Excerpt provided:

----------

A postmenopausal woman with a 5-year history of dry, scratchy burning eyes reported experiencing constant discomfort, despite hourly application of artificial tears Her past medical history was notable for mild hypertension and depression treated with irbesartan (Avapro) and citalopran (Celexa), respectively.
Physical examination revealed best-corrected visual acuity of 20/25 and mild superficial punctate keratitis (SPK) inferior to the central corneal apex in both eyes.
Dry eye syndrome (DES) was confirmed by Schirmer's test and the presence of bilateral punctate staining with rose bengal at the limbus at four- and eight o'clock.
The patient was treated initially with lower punctal plugs and hourly applications of artificial tears, but she returned 2 weeks later, complaining the burning sensation was much worse.

----------

Explore the material:
[1] In the dry eye case report, what best-corrected visual acuity did the physical examination find?
[2] Carry the dry eye case report forward from its final sentence, the patient's return two weeks later with worse burning.

----------

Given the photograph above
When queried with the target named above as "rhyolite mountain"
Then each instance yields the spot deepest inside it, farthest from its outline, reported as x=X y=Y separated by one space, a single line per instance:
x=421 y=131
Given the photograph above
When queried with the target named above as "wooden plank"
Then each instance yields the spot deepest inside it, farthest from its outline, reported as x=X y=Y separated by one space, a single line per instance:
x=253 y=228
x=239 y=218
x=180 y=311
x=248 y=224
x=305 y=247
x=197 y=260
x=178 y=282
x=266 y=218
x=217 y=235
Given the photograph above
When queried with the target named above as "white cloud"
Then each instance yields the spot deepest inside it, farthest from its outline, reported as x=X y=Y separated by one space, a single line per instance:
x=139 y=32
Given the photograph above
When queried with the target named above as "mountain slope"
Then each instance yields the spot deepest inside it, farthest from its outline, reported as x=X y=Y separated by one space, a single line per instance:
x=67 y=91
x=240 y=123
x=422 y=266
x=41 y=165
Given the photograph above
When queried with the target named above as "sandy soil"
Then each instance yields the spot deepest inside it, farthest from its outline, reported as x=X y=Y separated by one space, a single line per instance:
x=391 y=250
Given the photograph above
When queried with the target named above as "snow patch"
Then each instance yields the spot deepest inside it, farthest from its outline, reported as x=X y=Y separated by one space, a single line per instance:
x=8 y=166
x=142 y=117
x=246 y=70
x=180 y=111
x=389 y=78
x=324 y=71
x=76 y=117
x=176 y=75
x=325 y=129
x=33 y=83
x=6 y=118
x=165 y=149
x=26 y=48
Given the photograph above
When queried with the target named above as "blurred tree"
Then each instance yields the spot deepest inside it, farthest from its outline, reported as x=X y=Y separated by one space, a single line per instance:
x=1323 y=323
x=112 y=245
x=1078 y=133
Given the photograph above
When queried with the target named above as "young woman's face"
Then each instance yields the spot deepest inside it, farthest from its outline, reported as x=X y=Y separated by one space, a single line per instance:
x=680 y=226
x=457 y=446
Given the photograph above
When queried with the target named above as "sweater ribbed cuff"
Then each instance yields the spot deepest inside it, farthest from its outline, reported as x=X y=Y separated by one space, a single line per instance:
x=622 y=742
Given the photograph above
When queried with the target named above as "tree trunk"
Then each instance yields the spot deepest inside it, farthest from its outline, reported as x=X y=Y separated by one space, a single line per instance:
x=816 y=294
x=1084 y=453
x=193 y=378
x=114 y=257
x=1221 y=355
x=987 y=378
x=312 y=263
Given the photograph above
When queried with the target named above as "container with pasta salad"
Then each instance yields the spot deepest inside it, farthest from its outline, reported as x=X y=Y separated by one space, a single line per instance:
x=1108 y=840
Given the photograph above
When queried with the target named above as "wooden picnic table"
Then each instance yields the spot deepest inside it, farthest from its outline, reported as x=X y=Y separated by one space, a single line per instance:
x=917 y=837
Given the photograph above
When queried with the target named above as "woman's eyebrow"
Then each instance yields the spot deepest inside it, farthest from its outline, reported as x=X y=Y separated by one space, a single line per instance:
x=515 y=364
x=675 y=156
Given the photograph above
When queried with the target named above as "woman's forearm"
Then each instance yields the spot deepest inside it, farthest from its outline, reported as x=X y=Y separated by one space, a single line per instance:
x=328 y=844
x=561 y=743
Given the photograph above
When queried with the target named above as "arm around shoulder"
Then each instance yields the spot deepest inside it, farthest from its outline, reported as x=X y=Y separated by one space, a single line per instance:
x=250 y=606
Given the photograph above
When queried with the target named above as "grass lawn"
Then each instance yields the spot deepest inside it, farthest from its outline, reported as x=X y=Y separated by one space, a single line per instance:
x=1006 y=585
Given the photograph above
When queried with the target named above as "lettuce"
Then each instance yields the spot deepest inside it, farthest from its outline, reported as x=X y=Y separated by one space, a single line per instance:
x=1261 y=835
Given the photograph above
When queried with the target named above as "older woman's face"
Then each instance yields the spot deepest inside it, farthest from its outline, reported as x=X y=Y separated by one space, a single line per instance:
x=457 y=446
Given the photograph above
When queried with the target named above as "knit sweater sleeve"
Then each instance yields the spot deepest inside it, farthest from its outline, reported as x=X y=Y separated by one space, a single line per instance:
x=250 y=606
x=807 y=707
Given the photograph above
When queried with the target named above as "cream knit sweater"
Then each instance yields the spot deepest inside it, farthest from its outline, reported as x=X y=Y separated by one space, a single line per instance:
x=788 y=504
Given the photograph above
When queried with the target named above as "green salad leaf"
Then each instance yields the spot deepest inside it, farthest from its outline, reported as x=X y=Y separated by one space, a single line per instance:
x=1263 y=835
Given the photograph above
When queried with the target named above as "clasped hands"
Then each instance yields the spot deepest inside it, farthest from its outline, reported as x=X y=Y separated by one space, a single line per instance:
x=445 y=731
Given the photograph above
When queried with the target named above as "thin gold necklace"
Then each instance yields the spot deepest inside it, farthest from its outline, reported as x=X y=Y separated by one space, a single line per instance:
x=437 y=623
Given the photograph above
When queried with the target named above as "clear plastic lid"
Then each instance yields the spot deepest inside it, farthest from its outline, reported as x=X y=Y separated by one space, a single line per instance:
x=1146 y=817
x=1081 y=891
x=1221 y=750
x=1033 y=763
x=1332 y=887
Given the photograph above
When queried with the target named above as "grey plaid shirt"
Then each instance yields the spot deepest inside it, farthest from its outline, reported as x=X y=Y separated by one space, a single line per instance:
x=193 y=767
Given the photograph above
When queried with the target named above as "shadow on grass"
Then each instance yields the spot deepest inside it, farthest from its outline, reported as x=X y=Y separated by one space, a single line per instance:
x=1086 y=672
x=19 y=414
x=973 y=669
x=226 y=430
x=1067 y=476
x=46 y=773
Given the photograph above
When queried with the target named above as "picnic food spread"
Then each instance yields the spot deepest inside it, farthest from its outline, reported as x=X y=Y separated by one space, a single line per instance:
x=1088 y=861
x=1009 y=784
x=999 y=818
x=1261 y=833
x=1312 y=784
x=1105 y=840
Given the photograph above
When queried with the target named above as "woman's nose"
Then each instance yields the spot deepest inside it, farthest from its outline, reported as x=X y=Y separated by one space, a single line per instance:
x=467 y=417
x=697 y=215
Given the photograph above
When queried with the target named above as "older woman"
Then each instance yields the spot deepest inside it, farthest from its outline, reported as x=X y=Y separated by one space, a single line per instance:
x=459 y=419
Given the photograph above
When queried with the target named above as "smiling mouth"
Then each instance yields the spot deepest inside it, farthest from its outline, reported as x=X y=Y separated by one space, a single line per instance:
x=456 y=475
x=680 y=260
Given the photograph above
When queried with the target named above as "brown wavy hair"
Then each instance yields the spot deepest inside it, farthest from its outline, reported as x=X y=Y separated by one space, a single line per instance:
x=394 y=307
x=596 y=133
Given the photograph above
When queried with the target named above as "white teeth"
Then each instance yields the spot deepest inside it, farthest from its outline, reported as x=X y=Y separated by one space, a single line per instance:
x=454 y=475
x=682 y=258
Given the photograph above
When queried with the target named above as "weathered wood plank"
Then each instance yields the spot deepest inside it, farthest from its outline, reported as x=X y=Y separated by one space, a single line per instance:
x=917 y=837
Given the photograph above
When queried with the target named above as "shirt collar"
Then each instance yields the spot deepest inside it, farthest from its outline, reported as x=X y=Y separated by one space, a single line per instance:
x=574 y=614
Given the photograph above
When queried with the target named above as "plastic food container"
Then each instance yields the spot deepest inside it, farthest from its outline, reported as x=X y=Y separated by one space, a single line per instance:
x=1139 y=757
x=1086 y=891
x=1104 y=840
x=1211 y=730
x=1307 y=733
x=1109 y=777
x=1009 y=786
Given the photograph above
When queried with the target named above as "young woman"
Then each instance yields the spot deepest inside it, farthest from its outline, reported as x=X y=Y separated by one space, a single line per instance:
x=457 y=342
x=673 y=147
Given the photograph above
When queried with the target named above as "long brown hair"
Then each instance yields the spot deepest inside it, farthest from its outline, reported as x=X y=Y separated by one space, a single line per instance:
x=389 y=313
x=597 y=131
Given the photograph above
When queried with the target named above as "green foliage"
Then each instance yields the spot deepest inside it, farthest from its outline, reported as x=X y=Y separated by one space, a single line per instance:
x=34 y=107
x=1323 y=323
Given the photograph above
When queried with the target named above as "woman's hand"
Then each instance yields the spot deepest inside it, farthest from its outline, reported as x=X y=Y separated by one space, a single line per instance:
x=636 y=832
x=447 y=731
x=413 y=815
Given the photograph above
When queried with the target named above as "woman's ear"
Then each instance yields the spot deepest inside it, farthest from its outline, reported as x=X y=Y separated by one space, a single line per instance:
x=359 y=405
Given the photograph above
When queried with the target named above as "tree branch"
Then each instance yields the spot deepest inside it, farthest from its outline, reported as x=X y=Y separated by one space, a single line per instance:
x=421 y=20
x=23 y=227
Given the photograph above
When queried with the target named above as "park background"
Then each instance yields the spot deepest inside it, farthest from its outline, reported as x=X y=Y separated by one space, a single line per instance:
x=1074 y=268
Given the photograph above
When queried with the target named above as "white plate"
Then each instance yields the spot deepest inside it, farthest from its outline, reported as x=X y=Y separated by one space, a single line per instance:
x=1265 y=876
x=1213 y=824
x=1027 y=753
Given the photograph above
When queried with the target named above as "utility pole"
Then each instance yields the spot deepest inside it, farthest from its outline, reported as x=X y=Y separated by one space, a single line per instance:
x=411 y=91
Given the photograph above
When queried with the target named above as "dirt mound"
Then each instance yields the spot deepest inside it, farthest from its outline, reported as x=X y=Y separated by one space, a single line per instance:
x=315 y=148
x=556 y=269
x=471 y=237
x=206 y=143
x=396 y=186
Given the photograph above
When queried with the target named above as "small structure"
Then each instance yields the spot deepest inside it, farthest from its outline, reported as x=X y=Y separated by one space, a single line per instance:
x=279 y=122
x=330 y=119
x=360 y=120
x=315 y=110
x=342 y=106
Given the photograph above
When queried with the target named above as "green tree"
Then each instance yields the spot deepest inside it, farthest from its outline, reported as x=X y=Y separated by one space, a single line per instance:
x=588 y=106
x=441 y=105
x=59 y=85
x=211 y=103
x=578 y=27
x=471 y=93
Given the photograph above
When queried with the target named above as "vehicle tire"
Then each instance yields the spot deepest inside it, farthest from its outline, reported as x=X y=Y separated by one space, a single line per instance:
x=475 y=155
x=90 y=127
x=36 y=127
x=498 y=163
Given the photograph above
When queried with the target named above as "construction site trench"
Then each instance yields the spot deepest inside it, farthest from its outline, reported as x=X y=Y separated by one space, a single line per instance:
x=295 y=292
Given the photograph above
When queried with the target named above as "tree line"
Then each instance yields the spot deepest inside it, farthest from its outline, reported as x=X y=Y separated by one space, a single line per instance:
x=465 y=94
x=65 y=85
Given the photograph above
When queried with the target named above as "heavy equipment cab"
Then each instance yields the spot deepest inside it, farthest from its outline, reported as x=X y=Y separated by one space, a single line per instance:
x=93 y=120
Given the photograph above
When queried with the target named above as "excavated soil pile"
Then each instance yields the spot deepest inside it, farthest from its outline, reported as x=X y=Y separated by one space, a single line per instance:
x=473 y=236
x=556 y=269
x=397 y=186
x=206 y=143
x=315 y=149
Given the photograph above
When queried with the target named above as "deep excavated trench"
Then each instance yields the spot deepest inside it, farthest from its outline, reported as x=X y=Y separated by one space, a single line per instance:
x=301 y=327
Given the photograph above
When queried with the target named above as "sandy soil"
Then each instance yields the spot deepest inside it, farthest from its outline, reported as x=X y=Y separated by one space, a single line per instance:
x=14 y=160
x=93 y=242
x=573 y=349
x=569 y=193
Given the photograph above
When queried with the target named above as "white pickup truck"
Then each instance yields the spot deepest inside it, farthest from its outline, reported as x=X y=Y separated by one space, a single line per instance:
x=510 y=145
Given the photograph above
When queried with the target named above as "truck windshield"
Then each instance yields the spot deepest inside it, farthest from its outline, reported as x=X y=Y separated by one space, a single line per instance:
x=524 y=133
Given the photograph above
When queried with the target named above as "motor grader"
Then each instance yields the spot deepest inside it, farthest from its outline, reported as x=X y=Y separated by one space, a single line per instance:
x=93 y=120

----------

Exercise responses:
[1] 20/25

[2]
Examination revealed no change in the central SPK but increased rose bengal conjunctival staining. The punctal plugs were removed, and the patient began using cyclosporine ophthalmic emulsion 0.05% (Restasis) twice a day while continuing to apply artificial tears.
After using cyclosporine 0.05% for 1 month, the patient reported improved symptoms. Decreased SPK and rose bengal staining confirmed clinical progress.
The patient continued using cyclosporine 0.05% for the next 3 months, after which her SPK and burning discomfort resolved. The patient reported she now uses artificial tears just three times a day.